§ TASK:
Reproduce the section of the listing that begins at the line containing "Query: framed wall picture" and finishes at the line containing "Query: potted green plant". Include both end lines and nothing beyond them.

----- DATASET CONTENT -----

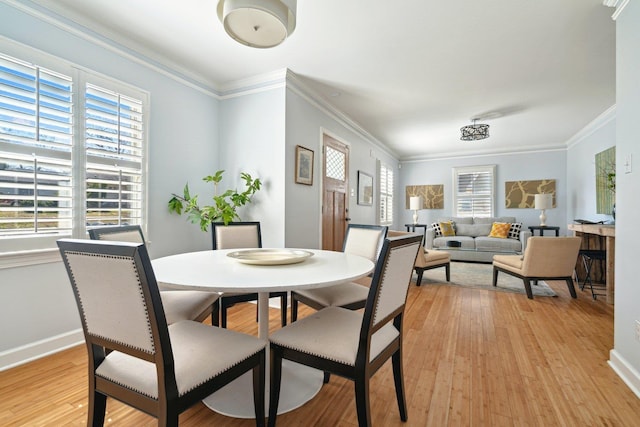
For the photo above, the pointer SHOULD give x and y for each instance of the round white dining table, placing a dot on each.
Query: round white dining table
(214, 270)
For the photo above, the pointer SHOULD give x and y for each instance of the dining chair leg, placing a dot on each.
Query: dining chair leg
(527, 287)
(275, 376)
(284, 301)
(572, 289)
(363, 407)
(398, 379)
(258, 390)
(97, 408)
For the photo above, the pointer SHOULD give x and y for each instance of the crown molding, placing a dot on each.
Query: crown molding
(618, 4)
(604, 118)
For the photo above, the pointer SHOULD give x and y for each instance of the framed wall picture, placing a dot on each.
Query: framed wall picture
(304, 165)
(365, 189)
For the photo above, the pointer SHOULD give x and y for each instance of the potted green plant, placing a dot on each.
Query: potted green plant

-----
----- DATASET CONTENT -----

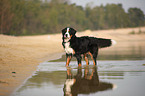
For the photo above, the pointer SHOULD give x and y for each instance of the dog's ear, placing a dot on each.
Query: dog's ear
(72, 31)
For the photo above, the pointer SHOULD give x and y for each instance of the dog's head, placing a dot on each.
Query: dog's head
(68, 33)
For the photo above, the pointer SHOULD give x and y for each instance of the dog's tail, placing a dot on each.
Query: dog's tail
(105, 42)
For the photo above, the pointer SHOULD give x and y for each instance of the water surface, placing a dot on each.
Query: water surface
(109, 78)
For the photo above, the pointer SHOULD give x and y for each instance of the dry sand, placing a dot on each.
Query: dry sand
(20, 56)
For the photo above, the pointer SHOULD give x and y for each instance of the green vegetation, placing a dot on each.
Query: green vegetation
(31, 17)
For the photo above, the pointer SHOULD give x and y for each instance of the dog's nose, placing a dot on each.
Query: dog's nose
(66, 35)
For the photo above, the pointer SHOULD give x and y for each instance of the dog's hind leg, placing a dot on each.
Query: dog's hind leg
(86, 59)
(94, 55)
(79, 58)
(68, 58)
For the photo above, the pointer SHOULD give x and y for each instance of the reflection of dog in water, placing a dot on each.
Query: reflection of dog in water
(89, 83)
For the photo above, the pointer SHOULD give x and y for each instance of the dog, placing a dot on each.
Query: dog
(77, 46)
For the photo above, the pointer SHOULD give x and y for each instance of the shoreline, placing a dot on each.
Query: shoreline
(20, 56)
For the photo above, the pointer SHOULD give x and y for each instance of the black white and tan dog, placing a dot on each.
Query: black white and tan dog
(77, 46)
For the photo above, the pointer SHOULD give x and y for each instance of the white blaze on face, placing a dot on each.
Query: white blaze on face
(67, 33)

-----

§ SOLUTION:
Query: framed wall picture
(304, 165)
(365, 189)
For the photo above, the pointer SHOULD give x and y for each instance of the potted green plant, placing a dot on each.
Query: potted green plant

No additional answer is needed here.